SHORT TASK
Please pull out each line of the entries below that contains the word "white" and copy it in full. Case counts, so a line qualifies only if the letters match exactly.
▼▼▼
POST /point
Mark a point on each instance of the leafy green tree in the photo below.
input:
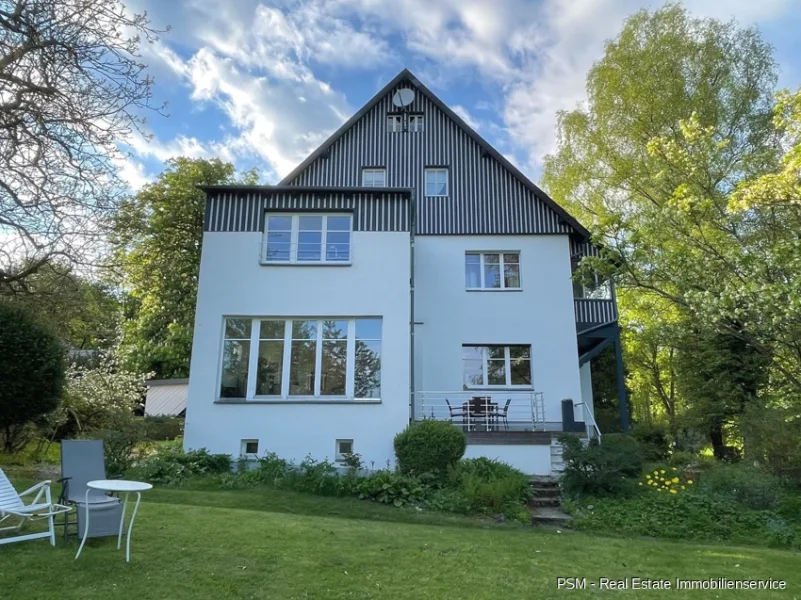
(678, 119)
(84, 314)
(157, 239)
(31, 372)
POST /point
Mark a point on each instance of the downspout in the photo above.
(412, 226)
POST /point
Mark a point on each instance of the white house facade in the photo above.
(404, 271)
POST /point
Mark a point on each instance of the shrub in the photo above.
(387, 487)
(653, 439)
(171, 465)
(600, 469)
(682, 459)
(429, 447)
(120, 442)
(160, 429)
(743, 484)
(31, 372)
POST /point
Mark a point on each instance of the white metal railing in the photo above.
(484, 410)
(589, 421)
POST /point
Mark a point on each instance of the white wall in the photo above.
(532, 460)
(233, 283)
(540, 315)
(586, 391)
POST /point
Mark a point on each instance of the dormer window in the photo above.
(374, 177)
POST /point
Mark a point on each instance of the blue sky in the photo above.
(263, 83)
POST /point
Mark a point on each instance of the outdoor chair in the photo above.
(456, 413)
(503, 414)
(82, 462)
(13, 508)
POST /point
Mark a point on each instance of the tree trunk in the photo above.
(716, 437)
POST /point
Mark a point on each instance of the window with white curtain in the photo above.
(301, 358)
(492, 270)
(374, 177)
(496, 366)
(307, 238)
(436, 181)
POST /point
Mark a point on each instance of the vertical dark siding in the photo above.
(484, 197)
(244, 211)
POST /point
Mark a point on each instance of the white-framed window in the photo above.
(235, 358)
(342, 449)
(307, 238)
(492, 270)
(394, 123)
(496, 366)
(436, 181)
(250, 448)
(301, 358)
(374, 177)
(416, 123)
▲▲▲
▼▼▼
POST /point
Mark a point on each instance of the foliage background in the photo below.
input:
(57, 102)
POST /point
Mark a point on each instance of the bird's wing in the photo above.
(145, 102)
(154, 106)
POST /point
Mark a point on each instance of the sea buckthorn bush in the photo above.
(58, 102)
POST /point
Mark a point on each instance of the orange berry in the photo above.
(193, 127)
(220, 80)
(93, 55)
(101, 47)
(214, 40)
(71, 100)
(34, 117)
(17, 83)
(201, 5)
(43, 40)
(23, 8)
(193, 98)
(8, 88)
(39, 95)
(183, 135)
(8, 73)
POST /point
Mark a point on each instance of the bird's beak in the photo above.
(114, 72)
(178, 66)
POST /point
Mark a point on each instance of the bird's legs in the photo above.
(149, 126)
▲▲▲
▼▼▼
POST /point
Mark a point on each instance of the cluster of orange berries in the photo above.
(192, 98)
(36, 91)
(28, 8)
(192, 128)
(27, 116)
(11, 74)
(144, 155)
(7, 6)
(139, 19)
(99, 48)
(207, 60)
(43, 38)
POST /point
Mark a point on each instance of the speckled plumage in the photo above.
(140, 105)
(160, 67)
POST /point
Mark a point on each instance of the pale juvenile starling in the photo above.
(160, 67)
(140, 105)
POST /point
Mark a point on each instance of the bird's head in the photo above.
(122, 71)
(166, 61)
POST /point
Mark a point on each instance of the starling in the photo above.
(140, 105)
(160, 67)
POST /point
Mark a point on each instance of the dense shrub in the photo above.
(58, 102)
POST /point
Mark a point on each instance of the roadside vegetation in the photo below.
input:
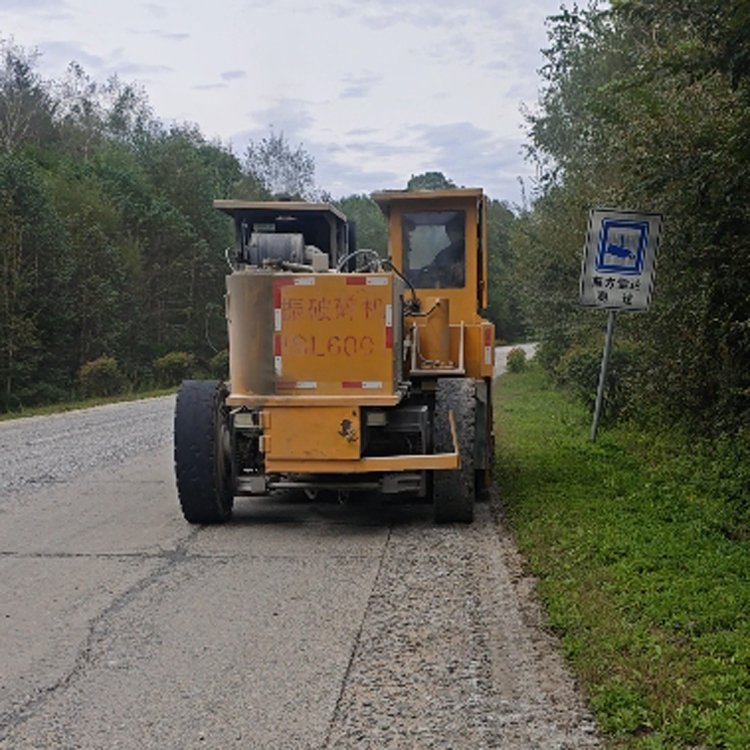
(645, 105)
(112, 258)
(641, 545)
▲▲▲
CORRECT OUTPUT
Mark a point on each instance of the white house facade in the photo above.
Mark a point on each instance of the white metal railing in the photo above.
Mark a point on each instance of the white wall in the photo above.
Mark a point on each instance of the window with white curtain in the photo above.
Mark a point on each instance of the white-framed window in the photo above.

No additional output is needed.